Records excerpted from a collection:
>>>>

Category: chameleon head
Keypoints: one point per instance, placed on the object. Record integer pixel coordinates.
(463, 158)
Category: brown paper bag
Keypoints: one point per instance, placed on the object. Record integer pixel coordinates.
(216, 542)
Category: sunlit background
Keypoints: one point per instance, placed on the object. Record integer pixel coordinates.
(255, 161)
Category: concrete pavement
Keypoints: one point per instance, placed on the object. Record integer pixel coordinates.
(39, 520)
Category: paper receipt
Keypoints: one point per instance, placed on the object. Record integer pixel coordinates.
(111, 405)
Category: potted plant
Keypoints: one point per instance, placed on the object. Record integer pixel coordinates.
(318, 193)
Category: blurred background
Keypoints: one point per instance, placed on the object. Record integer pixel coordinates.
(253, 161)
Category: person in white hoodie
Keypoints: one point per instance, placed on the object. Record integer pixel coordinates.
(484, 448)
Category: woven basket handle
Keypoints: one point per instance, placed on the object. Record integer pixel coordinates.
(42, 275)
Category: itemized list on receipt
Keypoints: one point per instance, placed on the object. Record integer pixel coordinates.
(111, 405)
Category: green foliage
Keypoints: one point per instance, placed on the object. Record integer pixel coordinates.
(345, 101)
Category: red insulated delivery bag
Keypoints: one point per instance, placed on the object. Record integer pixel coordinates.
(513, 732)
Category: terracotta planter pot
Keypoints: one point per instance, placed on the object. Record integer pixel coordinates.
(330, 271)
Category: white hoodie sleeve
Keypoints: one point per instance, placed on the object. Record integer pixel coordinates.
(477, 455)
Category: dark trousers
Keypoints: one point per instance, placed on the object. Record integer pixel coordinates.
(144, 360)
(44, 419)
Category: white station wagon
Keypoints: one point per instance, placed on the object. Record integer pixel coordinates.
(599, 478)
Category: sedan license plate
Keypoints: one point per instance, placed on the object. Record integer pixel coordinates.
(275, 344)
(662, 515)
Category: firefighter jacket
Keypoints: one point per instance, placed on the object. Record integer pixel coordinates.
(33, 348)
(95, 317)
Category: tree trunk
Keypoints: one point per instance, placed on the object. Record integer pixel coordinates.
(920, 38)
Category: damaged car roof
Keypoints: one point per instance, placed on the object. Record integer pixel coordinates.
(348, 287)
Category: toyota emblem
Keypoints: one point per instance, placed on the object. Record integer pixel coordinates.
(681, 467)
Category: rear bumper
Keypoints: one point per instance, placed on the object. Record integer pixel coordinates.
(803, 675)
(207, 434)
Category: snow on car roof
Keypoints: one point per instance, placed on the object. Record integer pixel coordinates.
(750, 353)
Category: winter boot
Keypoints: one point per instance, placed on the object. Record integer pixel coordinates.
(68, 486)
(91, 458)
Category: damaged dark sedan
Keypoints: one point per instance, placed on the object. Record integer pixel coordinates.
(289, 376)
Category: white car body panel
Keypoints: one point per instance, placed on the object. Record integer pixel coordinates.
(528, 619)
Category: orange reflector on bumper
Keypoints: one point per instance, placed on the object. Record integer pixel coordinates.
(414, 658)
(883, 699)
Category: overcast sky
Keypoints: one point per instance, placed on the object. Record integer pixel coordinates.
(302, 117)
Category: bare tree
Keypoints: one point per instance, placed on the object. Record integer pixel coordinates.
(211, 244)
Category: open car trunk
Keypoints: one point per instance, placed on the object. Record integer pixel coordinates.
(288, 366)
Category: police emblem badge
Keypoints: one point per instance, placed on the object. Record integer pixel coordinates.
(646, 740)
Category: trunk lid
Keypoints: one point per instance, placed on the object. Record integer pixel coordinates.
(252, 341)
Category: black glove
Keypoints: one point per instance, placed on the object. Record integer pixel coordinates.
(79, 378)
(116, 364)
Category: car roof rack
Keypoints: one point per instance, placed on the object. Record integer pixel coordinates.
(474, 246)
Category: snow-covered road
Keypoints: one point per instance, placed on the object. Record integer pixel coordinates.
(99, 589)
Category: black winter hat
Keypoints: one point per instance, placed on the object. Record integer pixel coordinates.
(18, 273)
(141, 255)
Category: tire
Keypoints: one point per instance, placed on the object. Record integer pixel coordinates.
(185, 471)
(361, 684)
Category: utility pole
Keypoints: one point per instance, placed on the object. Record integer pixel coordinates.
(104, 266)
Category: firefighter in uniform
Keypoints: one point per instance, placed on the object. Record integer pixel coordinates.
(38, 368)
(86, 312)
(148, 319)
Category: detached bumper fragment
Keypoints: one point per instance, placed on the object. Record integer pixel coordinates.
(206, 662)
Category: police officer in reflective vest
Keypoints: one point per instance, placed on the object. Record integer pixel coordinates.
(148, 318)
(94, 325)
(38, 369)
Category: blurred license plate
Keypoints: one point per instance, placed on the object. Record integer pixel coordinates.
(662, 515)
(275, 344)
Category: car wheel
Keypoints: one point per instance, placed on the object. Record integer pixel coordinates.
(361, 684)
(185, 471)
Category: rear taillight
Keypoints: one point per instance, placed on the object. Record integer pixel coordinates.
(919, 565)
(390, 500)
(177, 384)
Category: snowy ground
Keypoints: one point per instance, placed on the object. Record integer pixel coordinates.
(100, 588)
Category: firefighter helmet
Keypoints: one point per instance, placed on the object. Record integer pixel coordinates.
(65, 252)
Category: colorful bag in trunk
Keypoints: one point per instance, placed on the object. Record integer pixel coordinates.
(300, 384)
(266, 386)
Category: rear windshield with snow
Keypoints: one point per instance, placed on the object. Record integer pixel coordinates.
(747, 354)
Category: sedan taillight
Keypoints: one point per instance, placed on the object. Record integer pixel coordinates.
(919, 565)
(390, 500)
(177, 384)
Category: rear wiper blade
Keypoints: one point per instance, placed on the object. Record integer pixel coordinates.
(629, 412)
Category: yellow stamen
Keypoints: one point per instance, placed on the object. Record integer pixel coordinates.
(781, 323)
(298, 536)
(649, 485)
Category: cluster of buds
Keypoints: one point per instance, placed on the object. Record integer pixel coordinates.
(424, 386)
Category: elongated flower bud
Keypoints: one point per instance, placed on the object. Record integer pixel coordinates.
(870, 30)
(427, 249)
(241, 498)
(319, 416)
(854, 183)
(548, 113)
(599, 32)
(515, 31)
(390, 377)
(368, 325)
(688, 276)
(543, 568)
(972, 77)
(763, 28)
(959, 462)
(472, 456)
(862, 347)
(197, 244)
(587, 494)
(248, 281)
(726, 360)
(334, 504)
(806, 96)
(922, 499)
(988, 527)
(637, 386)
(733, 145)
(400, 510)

<<<<

▶ [Exercise prompt] Look through the entries and copy every line in which the string "emblem" appears.

▶ [Result for this task]
Category: toyota emblem
Category: police emblem badge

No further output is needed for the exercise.